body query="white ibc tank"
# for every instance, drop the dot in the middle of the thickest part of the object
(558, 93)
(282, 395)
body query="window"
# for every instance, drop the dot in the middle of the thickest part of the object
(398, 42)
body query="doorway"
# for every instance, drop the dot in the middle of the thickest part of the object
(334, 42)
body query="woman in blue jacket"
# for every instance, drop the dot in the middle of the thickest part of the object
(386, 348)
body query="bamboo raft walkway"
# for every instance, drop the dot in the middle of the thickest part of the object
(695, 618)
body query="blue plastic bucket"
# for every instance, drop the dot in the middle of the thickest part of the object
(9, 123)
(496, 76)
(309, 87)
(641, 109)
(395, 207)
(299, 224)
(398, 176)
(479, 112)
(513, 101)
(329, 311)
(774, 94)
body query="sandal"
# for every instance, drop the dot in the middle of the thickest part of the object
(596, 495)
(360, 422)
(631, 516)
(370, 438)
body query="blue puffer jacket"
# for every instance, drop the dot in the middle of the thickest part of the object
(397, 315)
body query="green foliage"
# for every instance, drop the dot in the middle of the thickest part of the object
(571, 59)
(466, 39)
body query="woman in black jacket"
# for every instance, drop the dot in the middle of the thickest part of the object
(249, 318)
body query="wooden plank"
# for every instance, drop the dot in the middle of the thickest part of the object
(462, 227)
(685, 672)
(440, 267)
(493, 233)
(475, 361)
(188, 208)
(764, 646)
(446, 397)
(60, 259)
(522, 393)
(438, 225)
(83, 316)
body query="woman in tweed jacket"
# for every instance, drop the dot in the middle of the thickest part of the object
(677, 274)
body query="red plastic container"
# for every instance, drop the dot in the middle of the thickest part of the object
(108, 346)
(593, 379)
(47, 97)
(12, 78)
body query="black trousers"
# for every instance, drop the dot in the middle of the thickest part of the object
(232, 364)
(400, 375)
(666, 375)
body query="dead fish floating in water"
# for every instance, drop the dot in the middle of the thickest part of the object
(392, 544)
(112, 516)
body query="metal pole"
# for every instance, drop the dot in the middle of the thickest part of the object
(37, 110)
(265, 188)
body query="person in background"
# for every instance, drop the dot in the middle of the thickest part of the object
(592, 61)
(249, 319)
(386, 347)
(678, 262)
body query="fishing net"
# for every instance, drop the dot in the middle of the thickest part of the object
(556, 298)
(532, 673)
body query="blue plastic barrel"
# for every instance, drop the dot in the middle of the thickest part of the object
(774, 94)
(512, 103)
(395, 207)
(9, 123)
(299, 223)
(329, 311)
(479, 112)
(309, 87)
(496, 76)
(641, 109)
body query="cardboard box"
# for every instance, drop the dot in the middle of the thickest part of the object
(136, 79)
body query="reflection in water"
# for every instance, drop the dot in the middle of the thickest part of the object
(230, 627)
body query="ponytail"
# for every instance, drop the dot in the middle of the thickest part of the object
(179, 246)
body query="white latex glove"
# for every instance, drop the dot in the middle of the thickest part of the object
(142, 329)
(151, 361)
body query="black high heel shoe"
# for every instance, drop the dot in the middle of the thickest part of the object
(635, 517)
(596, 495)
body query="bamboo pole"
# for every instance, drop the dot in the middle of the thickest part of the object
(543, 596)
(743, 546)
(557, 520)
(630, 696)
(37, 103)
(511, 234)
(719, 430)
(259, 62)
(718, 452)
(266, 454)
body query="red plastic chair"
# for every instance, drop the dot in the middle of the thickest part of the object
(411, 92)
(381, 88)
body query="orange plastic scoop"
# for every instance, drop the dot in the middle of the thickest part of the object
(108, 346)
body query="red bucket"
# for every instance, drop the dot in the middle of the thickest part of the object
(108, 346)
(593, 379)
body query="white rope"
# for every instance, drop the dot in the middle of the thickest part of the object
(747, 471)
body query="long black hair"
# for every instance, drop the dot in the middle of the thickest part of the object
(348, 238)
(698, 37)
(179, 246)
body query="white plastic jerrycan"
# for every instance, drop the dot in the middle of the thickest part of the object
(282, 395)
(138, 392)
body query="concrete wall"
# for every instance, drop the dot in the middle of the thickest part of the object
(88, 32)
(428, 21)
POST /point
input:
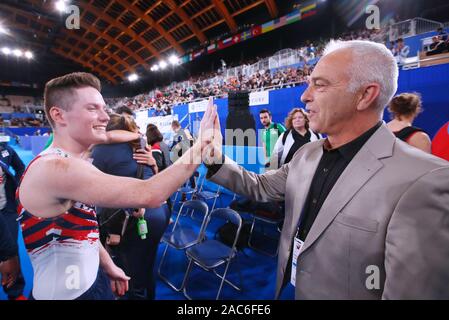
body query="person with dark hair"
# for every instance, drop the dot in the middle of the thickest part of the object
(135, 255)
(298, 134)
(60, 187)
(8, 205)
(404, 109)
(442, 34)
(124, 110)
(271, 132)
(159, 149)
(436, 47)
(9, 261)
(365, 213)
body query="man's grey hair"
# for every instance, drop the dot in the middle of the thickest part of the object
(371, 62)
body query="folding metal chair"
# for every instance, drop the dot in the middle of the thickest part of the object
(186, 190)
(209, 254)
(184, 234)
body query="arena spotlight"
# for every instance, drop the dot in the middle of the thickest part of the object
(17, 52)
(3, 30)
(6, 51)
(28, 55)
(163, 64)
(174, 60)
(61, 6)
(133, 77)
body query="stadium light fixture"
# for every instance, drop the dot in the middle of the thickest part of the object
(174, 60)
(28, 55)
(3, 30)
(17, 52)
(163, 64)
(133, 77)
(61, 6)
(6, 51)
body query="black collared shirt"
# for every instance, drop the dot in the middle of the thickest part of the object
(331, 166)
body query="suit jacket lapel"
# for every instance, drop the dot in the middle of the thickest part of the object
(364, 165)
(305, 172)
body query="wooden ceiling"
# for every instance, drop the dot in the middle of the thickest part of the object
(119, 37)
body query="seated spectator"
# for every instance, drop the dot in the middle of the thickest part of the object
(159, 148)
(402, 51)
(404, 109)
(442, 34)
(438, 46)
(298, 134)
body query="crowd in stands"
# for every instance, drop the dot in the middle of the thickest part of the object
(219, 83)
(22, 122)
(440, 43)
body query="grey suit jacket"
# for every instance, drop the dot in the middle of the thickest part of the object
(383, 231)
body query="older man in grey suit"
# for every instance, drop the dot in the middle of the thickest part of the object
(367, 216)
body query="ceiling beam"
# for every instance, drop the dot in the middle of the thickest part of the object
(90, 58)
(47, 23)
(223, 11)
(272, 8)
(180, 12)
(85, 64)
(123, 28)
(145, 17)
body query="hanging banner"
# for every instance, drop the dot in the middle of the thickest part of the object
(199, 106)
(259, 98)
(162, 123)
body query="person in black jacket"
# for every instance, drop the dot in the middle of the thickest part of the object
(134, 255)
(8, 211)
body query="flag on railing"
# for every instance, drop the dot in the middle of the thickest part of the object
(293, 17)
(212, 48)
(256, 31)
(305, 11)
(267, 27)
(225, 43)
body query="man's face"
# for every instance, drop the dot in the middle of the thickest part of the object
(265, 119)
(87, 119)
(330, 105)
(298, 121)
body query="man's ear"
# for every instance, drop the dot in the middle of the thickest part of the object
(369, 95)
(57, 115)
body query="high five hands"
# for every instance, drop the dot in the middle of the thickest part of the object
(210, 134)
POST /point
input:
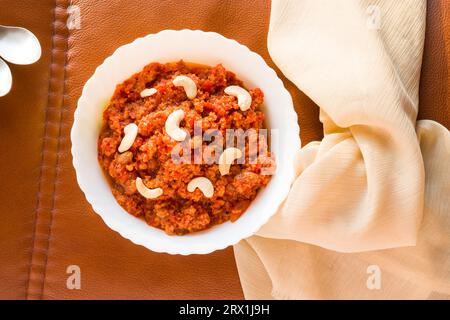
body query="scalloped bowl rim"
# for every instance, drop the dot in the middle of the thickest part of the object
(155, 239)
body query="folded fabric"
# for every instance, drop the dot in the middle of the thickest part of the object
(374, 194)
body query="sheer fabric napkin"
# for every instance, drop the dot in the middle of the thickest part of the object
(372, 199)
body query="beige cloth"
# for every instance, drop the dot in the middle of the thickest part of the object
(375, 192)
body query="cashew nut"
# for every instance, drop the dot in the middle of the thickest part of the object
(148, 92)
(130, 131)
(204, 184)
(173, 125)
(146, 192)
(226, 159)
(188, 84)
(244, 97)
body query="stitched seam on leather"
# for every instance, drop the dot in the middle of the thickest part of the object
(48, 170)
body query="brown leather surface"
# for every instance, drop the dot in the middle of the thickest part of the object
(46, 224)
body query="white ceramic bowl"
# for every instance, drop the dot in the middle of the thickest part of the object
(193, 46)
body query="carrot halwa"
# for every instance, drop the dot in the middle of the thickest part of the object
(176, 210)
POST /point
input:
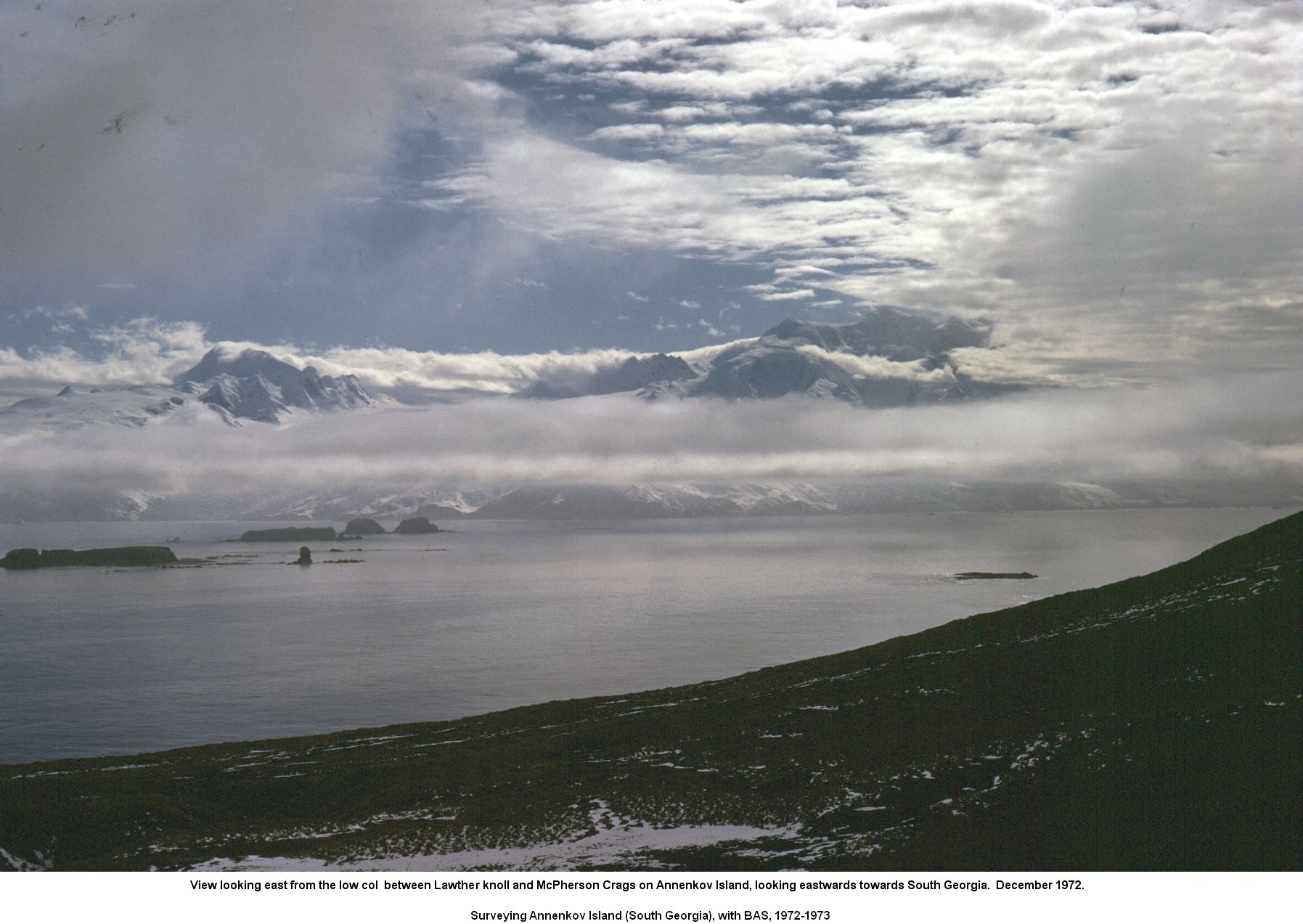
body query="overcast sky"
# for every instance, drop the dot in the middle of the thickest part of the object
(1117, 187)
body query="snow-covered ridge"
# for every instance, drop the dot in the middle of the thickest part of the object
(886, 359)
(252, 385)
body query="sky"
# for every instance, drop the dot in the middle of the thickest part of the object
(1117, 187)
(446, 196)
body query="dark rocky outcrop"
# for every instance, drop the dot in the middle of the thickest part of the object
(364, 527)
(994, 576)
(416, 526)
(288, 535)
(23, 560)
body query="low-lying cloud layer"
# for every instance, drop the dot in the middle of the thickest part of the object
(1235, 429)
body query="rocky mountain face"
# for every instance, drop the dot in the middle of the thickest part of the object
(636, 372)
(254, 385)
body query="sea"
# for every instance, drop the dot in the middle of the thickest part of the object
(497, 614)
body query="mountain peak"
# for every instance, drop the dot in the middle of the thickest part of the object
(254, 383)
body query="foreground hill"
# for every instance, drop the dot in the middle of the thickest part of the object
(1151, 724)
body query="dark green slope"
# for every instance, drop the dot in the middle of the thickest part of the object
(1147, 725)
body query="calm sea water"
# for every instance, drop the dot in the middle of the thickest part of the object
(501, 614)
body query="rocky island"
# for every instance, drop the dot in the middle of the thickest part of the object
(994, 576)
(416, 526)
(25, 560)
(362, 527)
(288, 535)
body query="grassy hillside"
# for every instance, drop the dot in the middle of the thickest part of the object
(1151, 724)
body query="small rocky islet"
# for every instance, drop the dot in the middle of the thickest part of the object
(26, 560)
(119, 557)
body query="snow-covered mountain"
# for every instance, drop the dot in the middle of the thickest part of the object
(256, 385)
(252, 385)
(886, 359)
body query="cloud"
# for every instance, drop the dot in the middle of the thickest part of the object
(187, 141)
(1122, 172)
(1228, 429)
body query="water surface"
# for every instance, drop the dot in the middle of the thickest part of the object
(501, 614)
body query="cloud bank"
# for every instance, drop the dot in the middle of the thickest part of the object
(1246, 428)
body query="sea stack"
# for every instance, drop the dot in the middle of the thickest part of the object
(362, 527)
(416, 526)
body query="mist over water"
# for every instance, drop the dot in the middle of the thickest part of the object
(502, 614)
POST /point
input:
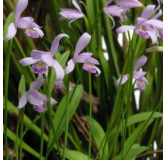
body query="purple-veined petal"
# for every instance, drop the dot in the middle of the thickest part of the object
(125, 28)
(39, 31)
(21, 5)
(153, 37)
(93, 61)
(38, 83)
(139, 74)
(23, 101)
(59, 84)
(140, 85)
(111, 19)
(144, 80)
(108, 2)
(53, 101)
(98, 71)
(82, 43)
(28, 61)
(129, 3)
(158, 14)
(156, 23)
(124, 80)
(82, 58)
(70, 66)
(148, 11)
(36, 98)
(71, 21)
(55, 43)
(24, 22)
(59, 70)
(47, 59)
(36, 54)
(140, 62)
(12, 30)
(76, 5)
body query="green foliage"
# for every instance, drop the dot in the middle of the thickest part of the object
(119, 130)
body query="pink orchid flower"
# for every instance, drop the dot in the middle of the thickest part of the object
(32, 29)
(35, 98)
(41, 60)
(137, 75)
(85, 58)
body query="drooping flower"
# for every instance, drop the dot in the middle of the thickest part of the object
(41, 60)
(141, 81)
(27, 23)
(85, 58)
(120, 9)
(71, 14)
(34, 97)
(147, 26)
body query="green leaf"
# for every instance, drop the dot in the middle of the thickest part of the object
(133, 153)
(133, 120)
(8, 21)
(154, 49)
(75, 155)
(26, 147)
(96, 128)
(22, 86)
(59, 118)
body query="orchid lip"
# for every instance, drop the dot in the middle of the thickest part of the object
(89, 67)
(39, 68)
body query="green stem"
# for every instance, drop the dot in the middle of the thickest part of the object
(42, 134)
(21, 131)
(67, 117)
(7, 66)
(17, 134)
(90, 114)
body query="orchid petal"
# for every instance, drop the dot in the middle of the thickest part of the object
(27, 61)
(153, 37)
(140, 62)
(47, 58)
(70, 66)
(124, 80)
(12, 30)
(139, 74)
(125, 28)
(111, 19)
(53, 101)
(21, 5)
(108, 2)
(144, 80)
(36, 54)
(82, 58)
(55, 43)
(38, 83)
(129, 3)
(23, 101)
(156, 23)
(76, 5)
(98, 71)
(82, 43)
(148, 11)
(93, 61)
(158, 14)
(39, 31)
(36, 98)
(59, 70)
(24, 22)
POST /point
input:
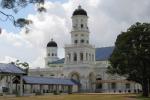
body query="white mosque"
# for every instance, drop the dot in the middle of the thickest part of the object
(83, 62)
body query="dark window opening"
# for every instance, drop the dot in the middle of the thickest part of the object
(82, 41)
(75, 41)
(81, 56)
(127, 86)
(87, 41)
(52, 54)
(113, 85)
(81, 25)
(75, 57)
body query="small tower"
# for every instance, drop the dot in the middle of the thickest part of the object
(51, 52)
(80, 30)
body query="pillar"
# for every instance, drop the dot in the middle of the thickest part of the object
(31, 89)
(21, 86)
(11, 85)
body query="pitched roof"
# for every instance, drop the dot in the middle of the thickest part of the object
(103, 53)
(46, 80)
(10, 69)
(60, 61)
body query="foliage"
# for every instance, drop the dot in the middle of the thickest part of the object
(16, 5)
(131, 55)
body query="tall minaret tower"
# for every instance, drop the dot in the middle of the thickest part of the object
(79, 51)
(80, 30)
(51, 52)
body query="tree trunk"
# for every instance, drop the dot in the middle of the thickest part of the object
(145, 88)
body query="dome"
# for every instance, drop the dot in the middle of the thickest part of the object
(79, 11)
(52, 44)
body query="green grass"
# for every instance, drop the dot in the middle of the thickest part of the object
(79, 97)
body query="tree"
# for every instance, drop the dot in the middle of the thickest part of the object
(16, 5)
(23, 65)
(131, 55)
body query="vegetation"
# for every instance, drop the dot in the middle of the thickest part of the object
(131, 55)
(76, 97)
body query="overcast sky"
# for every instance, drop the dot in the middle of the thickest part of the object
(107, 18)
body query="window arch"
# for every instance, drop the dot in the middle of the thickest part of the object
(82, 41)
(75, 57)
(52, 54)
(81, 56)
(75, 41)
(81, 25)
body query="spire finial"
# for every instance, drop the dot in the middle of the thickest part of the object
(79, 7)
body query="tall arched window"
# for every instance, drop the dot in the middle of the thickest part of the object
(86, 56)
(75, 57)
(92, 57)
(69, 57)
(81, 56)
(81, 25)
(89, 57)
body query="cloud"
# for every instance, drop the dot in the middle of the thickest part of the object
(107, 18)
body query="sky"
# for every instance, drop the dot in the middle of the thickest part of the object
(107, 19)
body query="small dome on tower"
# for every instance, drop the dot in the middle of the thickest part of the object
(79, 11)
(52, 44)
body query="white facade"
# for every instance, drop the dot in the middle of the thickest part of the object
(80, 62)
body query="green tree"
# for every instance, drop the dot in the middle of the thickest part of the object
(15, 6)
(131, 55)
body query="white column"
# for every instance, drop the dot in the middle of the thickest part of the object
(72, 56)
(78, 57)
(21, 86)
(11, 85)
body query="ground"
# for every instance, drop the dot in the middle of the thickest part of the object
(78, 97)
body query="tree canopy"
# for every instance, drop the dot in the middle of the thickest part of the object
(131, 55)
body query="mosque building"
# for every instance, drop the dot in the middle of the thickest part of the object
(83, 62)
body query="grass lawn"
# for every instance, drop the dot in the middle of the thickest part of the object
(78, 97)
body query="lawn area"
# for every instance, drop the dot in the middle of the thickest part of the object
(78, 97)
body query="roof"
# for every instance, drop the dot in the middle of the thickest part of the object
(103, 53)
(52, 44)
(60, 61)
(10, 69)
(46, 80)
(79, 11)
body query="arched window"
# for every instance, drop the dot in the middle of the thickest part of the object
(68, 57)
(75, 57)
(81, 56)
(89, 57)
(93, 57)
(75, 41)
(98, 85)
(113, 85)
(86, 56)
(127, 85)
(81, 25)
(82, 41)
(52, 54)
(87, 41)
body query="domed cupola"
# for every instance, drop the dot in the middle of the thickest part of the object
(52, 44)
(79, 11)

Exercise aim:
Please count the lines in the items above that contain the word "rocky", matching case exactly, and give only that number.

Output for this exercise:
4